RECORD EXTRACTS
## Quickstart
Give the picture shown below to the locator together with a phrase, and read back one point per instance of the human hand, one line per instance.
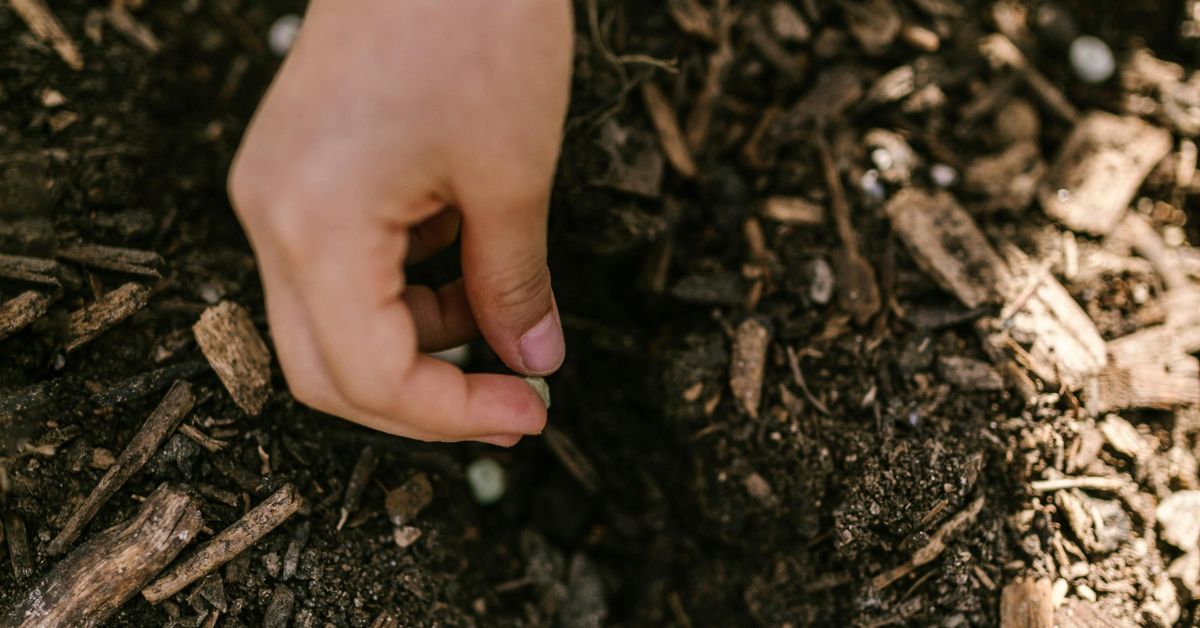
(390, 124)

---

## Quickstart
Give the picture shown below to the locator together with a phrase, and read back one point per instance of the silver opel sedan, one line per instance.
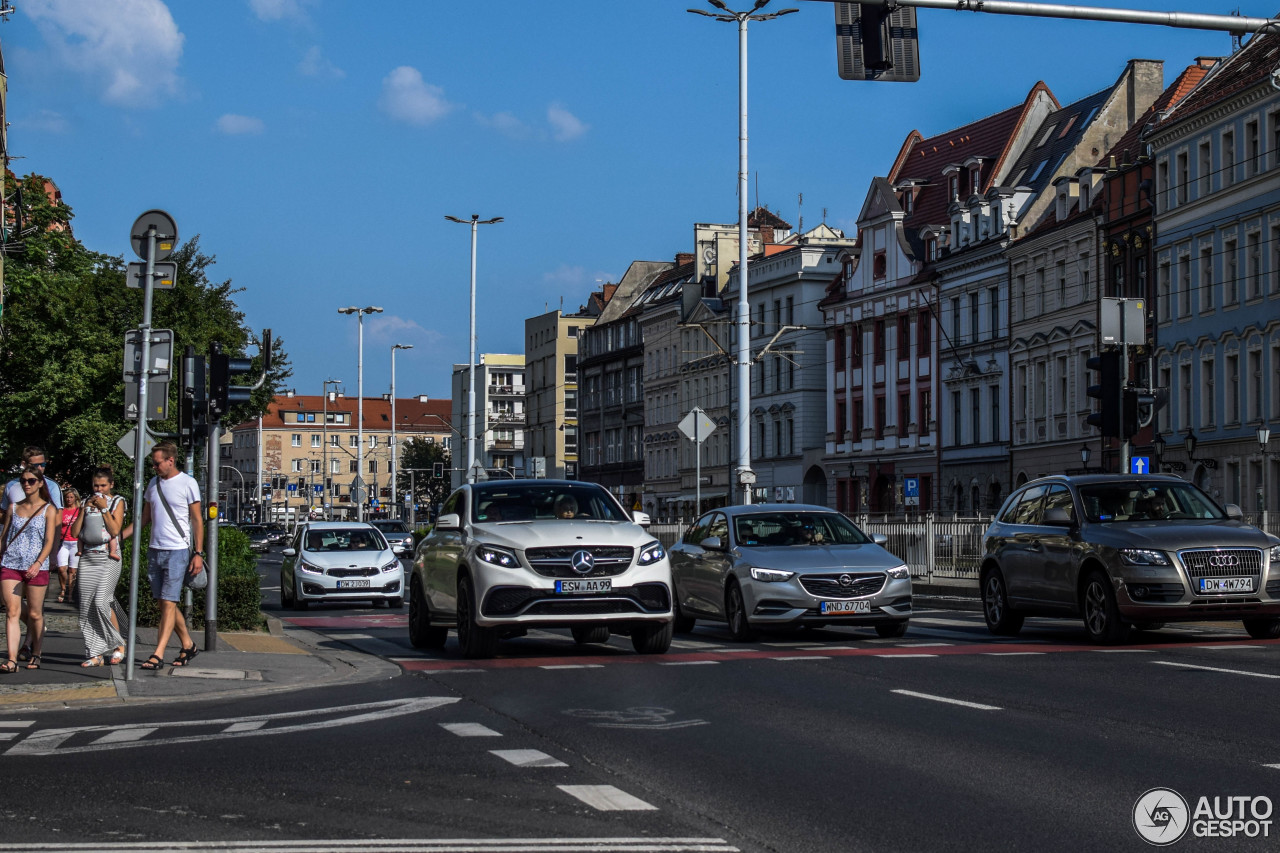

* * *

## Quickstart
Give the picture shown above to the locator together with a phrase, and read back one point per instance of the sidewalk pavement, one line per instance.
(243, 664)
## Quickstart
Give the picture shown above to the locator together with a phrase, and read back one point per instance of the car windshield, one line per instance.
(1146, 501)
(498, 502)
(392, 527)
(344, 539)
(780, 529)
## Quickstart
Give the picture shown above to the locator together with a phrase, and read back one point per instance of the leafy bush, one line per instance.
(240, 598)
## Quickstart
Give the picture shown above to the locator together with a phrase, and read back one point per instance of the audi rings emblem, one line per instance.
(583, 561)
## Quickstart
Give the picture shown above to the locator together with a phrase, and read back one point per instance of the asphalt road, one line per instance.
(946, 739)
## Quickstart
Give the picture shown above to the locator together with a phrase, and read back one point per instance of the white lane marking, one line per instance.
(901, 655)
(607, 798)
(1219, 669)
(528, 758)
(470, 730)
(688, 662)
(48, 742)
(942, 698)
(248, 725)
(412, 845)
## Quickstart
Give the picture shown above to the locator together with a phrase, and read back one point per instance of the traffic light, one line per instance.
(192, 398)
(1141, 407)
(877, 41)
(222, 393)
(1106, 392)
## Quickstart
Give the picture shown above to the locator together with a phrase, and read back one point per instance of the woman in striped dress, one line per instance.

WHAT TO WORK ON
Return each line of the records above that contains the string "below", matching case exactly.

REPLY TO THE EXERCISE
Give the picture shown below to the locator together with a phrase, and read back one point per instance of the human hand, one line per instance.
Give the picture shown below to the locator together with a phrase, and read back one point per instance of the silver opel sedan, one line per instance.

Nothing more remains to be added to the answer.